§ THE EXERCISE: Arrange every line of the records below as a numbered list, omitting any blank lines.

=======

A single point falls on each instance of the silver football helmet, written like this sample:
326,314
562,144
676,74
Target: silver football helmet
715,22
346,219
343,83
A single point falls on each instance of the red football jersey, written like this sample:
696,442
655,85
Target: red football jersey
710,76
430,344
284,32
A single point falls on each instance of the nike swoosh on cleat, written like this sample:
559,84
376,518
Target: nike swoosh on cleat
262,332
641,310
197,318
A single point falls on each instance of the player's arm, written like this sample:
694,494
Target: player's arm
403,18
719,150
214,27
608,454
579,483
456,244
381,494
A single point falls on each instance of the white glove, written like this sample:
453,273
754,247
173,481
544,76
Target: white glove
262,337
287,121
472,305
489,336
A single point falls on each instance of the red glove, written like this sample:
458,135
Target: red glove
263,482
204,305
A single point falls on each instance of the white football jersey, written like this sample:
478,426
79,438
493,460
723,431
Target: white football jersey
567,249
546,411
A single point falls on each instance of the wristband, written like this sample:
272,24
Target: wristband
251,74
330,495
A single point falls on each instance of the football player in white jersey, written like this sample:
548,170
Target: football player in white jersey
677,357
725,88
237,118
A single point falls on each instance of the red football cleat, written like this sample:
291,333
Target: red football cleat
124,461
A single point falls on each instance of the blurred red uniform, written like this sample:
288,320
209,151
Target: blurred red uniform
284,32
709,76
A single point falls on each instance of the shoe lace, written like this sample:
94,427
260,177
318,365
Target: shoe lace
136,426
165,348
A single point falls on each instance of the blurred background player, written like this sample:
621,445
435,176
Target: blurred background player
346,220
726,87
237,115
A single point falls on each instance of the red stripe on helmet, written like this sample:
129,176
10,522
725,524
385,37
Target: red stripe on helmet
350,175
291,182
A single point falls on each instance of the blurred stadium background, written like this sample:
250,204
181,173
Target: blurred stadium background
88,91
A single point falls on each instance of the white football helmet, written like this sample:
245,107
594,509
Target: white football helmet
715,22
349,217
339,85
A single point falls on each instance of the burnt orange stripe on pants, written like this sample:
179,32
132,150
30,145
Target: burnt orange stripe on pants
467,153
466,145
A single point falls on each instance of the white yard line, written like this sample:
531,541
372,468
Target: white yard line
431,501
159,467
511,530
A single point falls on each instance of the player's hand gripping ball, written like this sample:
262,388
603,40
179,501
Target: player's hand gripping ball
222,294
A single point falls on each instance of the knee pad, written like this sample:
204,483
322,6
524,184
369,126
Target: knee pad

=======

§ FINAL RESULT:
1. A single point falls on each instance of the silver football helmet, written like this sample:
2. 326,314
3. 562,144
4. 676,74
5. Target: silver football helmet
6. 715,22
7. 346,219
8. 343,83
9. A single point falls on each instance of the red football jersey, written like this sample:
10. 696,442
11. 655,85
12. Target: red football jersey
13. 710,76
14. 430,344
15. 284,32
16. A single point falls on each instance of the nike swoosh on cleat, written like this sample:
17. 559,84
18. 376,518
19. Target: nike swoosh on cleat
20. 262,332
21. 641,310
22. 197,318
23. A single point falls on each instance of the player's arm, written like this sample:
24. 694,494
25. Target: player's arm
26. 403,18
27. 719,150
28. 214,27
29. 608,454
30. 579,483
31. 456,244
32. 381,494
33. A single point falls on each instance of the white glove, written like this sample:
34. 453,273
35. 754,247
36. 173,481
37. 544,76
38. Target: white glove
39. 262,337
40. 287,121
41. 472,305
42. 489,336
43. A single point falls on each instance of the red glove, written like this sample:
44. 458,135
45. Target: red glove
46. 263,482
47. 204,305
48. A single point falls on each instance of the white football jersey, written like this sample:
49. 478,426
50. 79,438
51. 493,460
52. 723,431
53. Target: white football jersey
54. 567,249
55. 546,411
56. A single point falls on each instance of the wristband, written like this sample:
57. 272,24
58. Target: wristband
59. 251,74
60. 330,495
61. A single point falls on each instance of the football player in white jersey, written like this sample:
62. 548,170
63. Target: football player in white jersey
64. 677,357
65. 725,88
66. 237,118
67. A single point falls on each instance of the red football cleat, written like this sample:
68. 291,333
69. Target: red football cleat
70. 124,461
71. A single point falls on each instance of the blurred red uniform, written like this sample:
72. 288,320
73. 209,151
74. Target: blurred red uniform
75. 284,32
76. 709,76
77. A single point falls on each instance of the shoe lace, written like this sample:
78. 94,427
79. 260,177
80. 318,365
81. Target: shoe lace
82. 136,426
83. 165,348
84. A single point falls on each instance of the blurred background player, written like this sample:
85. 621,445
86. 435,176
87. Target: blurred background player
88. 346,220
89. 726,87
90. 237,115
91. A single point falls on each instance of the red stripe on helmet, written like this sample:
92. 129,176
93. 10,522
94. 725,524
95. 385,37
96. Target: red stripe on helmet
97. 350,175
98. 291,182
99. A single point falls on each instance of the blurred stadium background, written like this sample:
100. 250,204
101. 181,173
102. Target: blurred stadium background
103. 88,91
104. A single point falls on each instance of the white football helmet, written like this sample:
105. 245,107
106. 594,509
107. Target: white football helmet
108. 715,22
109. 349,217
110. 339,85
111. A single point falls on each instance of the burnt orange stripe on pants, written like this sample:
112. 179,32
113. 132,150
114. 30,145
115. Target: burnt orange stripe on pants
116. 467,153
117. 466,145
118. A single point falls on each instance of the white yard line, written like this sample:
119. 531,541
120. 372,468
121. Target: white yard line
122. 431,501
123. 159,467
124. 511,530
125. A single point falls on each instance of the player's hand gripping ball, written like this sample:
126. 262,388
127. 603,40
128. 179,501
129. Target: player's hand gripping ball
130. 222,294
131. A single point falls on each instance of the knee pad, written like this sample:
132. 204,483
133. 322,6
134. 524,184
135. 369,126
136. Target: knee pad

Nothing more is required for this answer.